▸ Task data:
•••••
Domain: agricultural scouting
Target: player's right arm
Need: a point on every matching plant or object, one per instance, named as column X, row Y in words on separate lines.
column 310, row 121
•••••
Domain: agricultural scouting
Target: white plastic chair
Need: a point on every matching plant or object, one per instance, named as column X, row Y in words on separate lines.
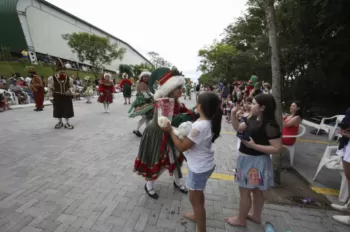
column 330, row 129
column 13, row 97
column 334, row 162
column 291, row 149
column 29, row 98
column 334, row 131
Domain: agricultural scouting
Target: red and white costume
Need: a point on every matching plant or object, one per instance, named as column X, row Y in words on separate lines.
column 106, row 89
•••••
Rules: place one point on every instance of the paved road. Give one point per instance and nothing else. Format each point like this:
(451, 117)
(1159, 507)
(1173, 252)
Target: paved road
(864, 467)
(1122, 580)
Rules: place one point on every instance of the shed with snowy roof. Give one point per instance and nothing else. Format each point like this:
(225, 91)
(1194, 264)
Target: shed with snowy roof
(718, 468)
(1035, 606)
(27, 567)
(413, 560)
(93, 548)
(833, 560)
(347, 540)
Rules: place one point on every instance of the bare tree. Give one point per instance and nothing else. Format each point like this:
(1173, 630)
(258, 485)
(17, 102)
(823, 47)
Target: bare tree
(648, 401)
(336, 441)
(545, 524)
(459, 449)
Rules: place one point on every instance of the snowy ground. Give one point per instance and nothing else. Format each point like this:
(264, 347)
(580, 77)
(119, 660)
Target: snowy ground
•••••
▸ Task requirements:
In the entries above, find the line containing "Target: white plastic chair" and the line containing "Target: red and white costume", then copy both and every line between them exactly, without any picture.

▸ Answer to the problem:
Target: white plastic chair
Need: a point on every matching plant or object, one per instance, named as column X, row Y in words on separate lines.
column 330, row 129
column 13, row 97
column 334, row 162
column 291, row 149
column 29, row 98
column 334, row 131
Domain: agricultural scouting
Target: red and white costume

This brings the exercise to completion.